Text shown:
• • • • •
As of September 2024 the authoritative Australian Plant Census recognises thirteen formally named species and five accepted species awaiting formal naming, description and publication:

- Xerochrysum alpinum – Tasmania
- Xerochrysum bicolor – Tasmania
- Xerochrysum boreale – WA, NT, Qld
- Xerochrysum bracteatum , strawflower or golden everlasting – NSW, Vic, Tas, SA, Qld, NT, WA
- Xerochrysum collierianum – Tasmania
- Xerochrysum halmaturorum – SA
- Xerochrysum interiore – WA, NT, SA
- Xerochrysum macranthum – WA
- Xerochrysum macsweeneyorum - NSW, Qld
- Xerochrysum milliganii – Tasmania
- Xerochrysum palustre , swamp everlasting, syn.: Bracteantha sp. aff. subundulata – Vic, Tas
- Xerochrysum papillosum – Vic, Tas
- Xerochrysum subundulatum , alpine everlasting or orange everlasting – NSW, ACT, Vic, Tas
- Xerochrysum viscosum , sticky everlasting – NSW, ACT, Qld, Vic

- Species provisionally named, described and accepted by the authoritative Australian Plant Name Index while awaiting formal publication
- Xerochrysum sp. Glencoe (M.Gray 4401) NE Herbarium – Qld, NSW
- Xerochrysum sp. Mt Merino [Lamington National Park] (S.T.Blake 22869) NE Herbarium – Qld, NSW
- Xerochrysum sp. New England (L.M.Copeland 3731) NE Herbarium – NSW
- Xerochrysum sp. North Stradbroke Island (L.Durrington 675) NE Herbarium – Qld, NSW
- Xerochrysum sp. Point Lookout (I.R.Telford 12830) NE Herbarium – NSW
A large scale molecular study conducted in 2022 expands the number of Xerochrysum species to 24, but as of 2024 has not been used for the Australian Plant Census.
• • • • •
Record excerpts:

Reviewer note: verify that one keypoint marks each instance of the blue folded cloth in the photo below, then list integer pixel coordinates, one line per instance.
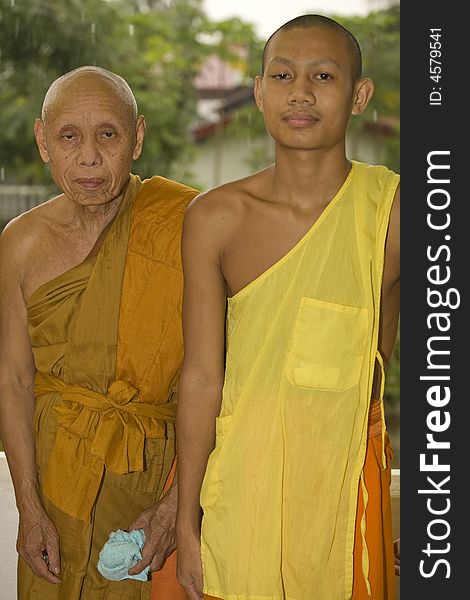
(121, 552)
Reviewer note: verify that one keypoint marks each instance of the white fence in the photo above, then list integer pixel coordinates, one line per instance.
(16, 199)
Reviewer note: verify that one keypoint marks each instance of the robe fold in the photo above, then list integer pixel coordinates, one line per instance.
(107, 343)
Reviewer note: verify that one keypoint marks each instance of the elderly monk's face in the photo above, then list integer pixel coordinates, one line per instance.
(90, 138)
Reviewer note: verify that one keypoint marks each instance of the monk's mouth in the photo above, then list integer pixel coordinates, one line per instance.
(89, 183)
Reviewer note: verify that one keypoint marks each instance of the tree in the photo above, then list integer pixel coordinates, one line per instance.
(156, 45)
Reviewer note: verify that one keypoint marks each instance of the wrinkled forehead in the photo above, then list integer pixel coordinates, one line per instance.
(88, 92)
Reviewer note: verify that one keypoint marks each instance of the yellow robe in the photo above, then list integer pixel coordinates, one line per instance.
(107, 343)
(280, 492)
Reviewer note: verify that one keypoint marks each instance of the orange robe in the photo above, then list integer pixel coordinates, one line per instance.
(107, 343)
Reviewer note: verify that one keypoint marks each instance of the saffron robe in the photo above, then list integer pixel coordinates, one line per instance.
(107, 344)
(280, 492)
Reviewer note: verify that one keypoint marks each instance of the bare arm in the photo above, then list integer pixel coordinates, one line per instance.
(391, 304)
(391, 283)
(201, 380)
(17, 403)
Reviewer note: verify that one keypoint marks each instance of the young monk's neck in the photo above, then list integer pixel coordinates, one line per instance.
(302, 178)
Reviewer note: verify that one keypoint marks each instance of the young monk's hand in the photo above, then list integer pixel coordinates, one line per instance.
(38, 543)
(189, 568)
(396, 548)
(158, 523)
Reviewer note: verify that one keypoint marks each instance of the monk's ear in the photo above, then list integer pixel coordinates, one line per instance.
(40, 136)
(140, 128)
(258, 92)
(363, 92)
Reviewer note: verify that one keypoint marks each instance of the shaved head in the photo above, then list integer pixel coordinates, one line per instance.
(88, 77)
(317, 21)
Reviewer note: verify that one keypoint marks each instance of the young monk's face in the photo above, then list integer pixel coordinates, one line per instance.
(90, 138)
(307, 93)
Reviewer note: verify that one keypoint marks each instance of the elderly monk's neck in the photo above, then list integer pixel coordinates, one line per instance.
(90, 217)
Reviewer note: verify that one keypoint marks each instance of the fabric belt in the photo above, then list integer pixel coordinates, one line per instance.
(96, 431)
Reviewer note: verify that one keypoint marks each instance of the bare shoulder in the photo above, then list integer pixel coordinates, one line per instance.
(223, 206)
(24, 236)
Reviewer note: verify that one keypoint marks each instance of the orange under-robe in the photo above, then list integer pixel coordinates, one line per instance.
(107, 343)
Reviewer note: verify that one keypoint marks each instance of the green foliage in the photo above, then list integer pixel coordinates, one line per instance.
(379, 37)
(157, 46)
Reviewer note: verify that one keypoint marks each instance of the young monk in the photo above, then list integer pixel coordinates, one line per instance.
(290, 310)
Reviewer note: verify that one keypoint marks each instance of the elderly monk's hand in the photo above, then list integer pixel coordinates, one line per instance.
(38, 543)
(158, 523)
(396, 548)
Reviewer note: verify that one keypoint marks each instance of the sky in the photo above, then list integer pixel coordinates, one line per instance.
(268, 15)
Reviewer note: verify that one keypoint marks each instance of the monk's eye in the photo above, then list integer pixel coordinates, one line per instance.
(324, 76)
(281, 76)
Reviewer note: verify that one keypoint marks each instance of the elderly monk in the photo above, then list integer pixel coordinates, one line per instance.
(91, 347)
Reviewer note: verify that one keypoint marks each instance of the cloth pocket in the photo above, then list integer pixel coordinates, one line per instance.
(211, 485)
(327, 346)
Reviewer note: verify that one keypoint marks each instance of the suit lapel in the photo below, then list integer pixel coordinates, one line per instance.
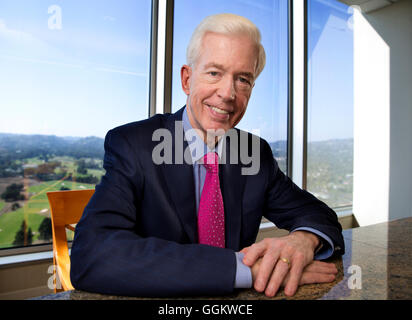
(182, 194)
(232, 184)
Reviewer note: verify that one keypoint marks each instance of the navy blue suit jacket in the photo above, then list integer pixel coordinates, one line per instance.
(138, 234)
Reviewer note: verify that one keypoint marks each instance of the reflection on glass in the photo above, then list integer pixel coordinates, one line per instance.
(70, 71)
(330, 102)
(267, 110)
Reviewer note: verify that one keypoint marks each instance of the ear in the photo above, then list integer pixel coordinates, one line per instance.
(185, 76)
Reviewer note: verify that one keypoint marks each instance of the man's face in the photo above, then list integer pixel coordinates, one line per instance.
(220, 84)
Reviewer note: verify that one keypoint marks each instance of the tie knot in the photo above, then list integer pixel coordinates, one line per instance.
(211, 162)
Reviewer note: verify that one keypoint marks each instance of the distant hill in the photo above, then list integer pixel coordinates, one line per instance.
(20, 146)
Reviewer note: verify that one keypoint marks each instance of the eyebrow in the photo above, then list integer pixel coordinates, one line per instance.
(219, 66)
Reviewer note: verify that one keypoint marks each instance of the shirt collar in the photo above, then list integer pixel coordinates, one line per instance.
(198, 148)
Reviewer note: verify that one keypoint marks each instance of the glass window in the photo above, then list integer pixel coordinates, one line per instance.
(70, 71)
(330, 102)
(267, 110)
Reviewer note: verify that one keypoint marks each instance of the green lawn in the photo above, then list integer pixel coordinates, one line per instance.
(10, 222)
(13, 221)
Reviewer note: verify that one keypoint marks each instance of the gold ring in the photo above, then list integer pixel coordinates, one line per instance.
(285, 260)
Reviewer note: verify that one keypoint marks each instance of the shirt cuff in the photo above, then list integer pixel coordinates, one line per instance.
(327, 249)
(243, 277)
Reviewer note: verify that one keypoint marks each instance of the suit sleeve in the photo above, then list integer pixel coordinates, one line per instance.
(290, 207)
(109, 256)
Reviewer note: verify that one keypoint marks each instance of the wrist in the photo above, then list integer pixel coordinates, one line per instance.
(312, 238)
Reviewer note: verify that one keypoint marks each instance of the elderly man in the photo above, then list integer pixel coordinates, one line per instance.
(189, 227)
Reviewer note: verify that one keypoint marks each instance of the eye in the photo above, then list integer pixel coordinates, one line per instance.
(244, 80)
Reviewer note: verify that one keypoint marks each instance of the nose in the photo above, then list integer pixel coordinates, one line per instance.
(226, 90)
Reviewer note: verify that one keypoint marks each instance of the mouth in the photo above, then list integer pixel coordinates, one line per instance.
(218, 113)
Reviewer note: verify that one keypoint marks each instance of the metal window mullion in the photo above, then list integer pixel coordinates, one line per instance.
(161, 56)
(298, 98)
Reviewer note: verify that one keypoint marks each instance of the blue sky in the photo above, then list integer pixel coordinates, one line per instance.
(92, 74)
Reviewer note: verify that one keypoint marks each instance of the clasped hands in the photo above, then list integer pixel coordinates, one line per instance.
(268, 260)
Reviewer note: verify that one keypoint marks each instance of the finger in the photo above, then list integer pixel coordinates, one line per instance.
(254, 252)
(294, 275)
(277, 278)
(265, 271)
(313, 277)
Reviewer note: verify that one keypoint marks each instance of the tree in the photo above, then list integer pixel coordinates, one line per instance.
(12, 193)
(45, 229)
(23, 233)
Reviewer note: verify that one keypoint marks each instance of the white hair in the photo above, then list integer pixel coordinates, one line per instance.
(228, 24)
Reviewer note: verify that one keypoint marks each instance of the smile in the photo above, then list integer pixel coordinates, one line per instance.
(221, 111)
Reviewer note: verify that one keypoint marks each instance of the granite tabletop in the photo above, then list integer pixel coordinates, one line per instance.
(376, 266)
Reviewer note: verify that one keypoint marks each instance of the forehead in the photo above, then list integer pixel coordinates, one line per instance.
(236, 52)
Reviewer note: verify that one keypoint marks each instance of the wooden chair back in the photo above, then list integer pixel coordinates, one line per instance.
(66, 209)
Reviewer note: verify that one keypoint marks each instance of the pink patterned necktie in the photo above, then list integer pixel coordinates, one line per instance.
(211, 217)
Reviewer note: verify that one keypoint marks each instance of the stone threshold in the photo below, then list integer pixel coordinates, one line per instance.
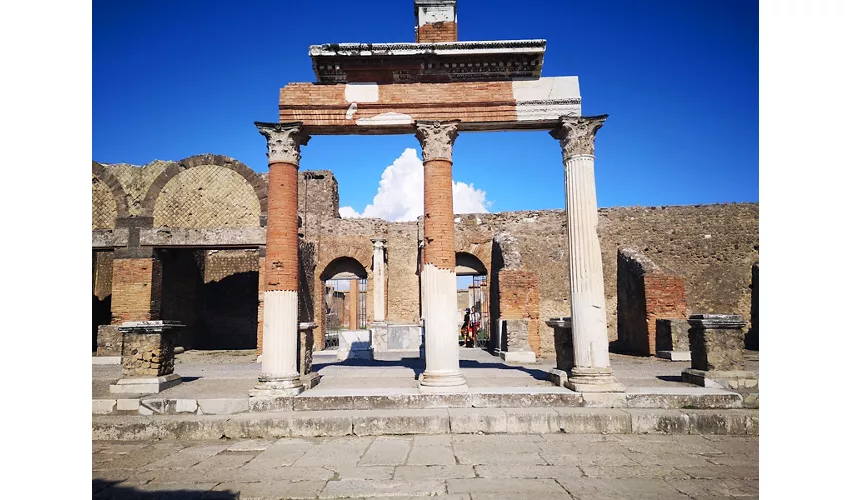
(427, 421)
(402, 399)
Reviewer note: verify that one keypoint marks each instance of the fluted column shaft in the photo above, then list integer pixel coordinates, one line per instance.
(378, 275)
(592, 371)
(280, 374)
(439, 285)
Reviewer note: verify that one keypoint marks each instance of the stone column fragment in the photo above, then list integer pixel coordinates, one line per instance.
(379, 277)
(439, 285)
(280, 376)
(592, 371)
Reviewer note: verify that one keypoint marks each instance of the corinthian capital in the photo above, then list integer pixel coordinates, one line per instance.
(284, 141)
(577, 135)
(436, 138)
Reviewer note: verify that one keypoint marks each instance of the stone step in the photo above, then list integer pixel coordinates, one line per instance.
(401, 399)
(426, 421)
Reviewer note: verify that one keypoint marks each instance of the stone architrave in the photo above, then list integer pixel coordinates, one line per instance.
(147, 364)
(379, 277)
(717, 353)
(280, 376)
(592, 371)
(439, 288)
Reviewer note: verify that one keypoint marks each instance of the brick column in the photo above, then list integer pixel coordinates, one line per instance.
(379, 277)
(592, 371)
(439, 289)
(279, 375)
(136, 277)
(261, 285)
(353, 295)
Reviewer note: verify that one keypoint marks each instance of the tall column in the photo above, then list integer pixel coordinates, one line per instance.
(378, 276)
(353, 300)
(439, 288)
(279, 375)
(592, 371)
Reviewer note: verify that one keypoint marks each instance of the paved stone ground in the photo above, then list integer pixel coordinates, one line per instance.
(216, 374)
(471, 467)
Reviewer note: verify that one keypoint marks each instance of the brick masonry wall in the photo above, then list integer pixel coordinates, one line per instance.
(444, 31)
(644, 293)
(136, 290)
(207, 196)
(519, 298)
(230, 304)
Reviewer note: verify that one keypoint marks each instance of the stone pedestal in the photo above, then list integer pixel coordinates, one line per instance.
(672, 340)
(393, 342)
(592, 371)
(147, 357)
(280, 377)
(518, 351)
(564, 356)
(109, 345)
(717, 353)
(438, 284)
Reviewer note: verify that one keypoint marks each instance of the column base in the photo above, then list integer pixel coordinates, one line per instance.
(731, 380)
(442, 383)
(277, 387)
(593, 380)
(518, 357)
(145, 385)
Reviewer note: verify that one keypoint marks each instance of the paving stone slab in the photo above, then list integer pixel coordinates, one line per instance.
(527, 471)
(431, 455)
(387, 451)
(371, 472)
(415, 472)
(268, 490)
(371, 488)
(504, 486)
(583, 488)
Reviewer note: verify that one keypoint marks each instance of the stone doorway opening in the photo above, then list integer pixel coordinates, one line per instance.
(473, 301)
(344, 286)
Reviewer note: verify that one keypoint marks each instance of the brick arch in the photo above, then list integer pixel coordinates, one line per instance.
(256, 181)
(362, 255)
(114, 186)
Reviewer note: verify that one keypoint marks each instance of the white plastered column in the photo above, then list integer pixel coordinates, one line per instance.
(439, 284)
(379, 277)
(592, 371)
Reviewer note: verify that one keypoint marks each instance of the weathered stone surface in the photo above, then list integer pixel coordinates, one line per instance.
(659, 421)
(581, 421)
(400, 422)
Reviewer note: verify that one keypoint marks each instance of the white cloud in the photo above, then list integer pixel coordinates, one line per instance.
(400, 193)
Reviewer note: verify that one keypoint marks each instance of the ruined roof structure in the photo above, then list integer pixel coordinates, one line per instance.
(490, 85)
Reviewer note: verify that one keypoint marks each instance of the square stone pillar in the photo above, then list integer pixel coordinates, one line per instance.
(564, 356)
(717, 353)
(672, 341)
(147, 357)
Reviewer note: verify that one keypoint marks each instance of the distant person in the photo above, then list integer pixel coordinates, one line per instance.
(464, 330)
(474, 324)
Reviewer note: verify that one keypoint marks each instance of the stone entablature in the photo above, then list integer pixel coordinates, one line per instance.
(374, 108)
(428, 62)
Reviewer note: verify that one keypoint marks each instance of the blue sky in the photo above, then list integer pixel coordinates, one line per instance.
(679, 79)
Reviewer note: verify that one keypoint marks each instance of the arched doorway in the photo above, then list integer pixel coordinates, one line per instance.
(473, 297)
(343, 299)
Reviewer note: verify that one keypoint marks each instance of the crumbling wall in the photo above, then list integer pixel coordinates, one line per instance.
(205, 197)
(229, 296)
(645, 293)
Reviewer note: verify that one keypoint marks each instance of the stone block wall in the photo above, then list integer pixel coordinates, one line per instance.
• • • • •
What this task involves: Rewrite the Xerochrysum species list starting at the words "- Species provisionally" and ending after "Australian Plant Census.", changing each "NE Herbarium" in that passage to "New England Herbarium".

Output:
- Species provisionally named, described and accepted by the authoritative Australian Plant Name Index while awaiting formal publication
- Xerochrysum sp. Glencoe (M.Gray 4401) New England Herbarium – Qld, NSW
- Xerochrysum sp. Mt Merino [Lamington National Park] (S.T.Blake 22869) New England Herbarium – Qld, NSW
- Xerochrysum sp. New England (L.M.Copeland 3731) New England Herbarium – NSW
- Xerochrysum sp. North Stradbroke Island (L.Durrington 675) New England Herbarium – Qld, NSW
- Xerochrysum sp. Point Lookout (I.R.Telford 12830) New England Herbarium – NSW
A large scale molecular study conducted in 2022 expands the number of Xerochrysum species to 24, but as of 2024 has not been used for the Australian Plant Census.